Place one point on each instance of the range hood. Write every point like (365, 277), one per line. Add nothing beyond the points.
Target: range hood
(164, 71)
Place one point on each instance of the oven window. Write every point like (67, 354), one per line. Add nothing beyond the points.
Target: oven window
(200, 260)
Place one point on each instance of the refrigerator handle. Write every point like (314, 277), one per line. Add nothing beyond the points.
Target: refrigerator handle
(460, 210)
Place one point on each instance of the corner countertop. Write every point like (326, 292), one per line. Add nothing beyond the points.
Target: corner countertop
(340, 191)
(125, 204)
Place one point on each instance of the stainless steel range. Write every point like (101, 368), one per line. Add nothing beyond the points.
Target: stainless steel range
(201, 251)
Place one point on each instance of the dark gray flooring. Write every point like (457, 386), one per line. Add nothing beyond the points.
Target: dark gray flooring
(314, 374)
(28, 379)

-------------------------

▸ **EXERCISE PROMPT**
Each line must be given again exactly as written above.

▸ **TASK SOLUTION**
Place one point on each instance of the range hood. Write every point like (365, 277), one per line. Add nothing beyond the points.
Target: range hood
(164, 71)
Place one point on each instance of the oven window. Write every point like (67, 354), one per line. Add nothing beyond the points.
Target: oven window
(200, 260)
Place one point on each instance of the refrigerator handle. Write every point like (314, 277), one per line. Add nothing beyond the points.
Target: refrigerator handle
(460, 210)
Place one point on each instance of the corner countertop. Write every point like (326, 292), one per line. Add nothing beyond the points.
Target: corner countertop
(340, 191)
(125, 204)
Place one point on each instance of the stainless steel range. Write every point like (101, 368), one per line. Add nothing beyond the points.
Target: stainless steel range
(201, 251)
Place one point on each instance of the dark gray flooring. Write every point like (457, 386), one per line. Add nothing beyond the points.
Target: dark gray flooring
(314, 374)
(28, 379)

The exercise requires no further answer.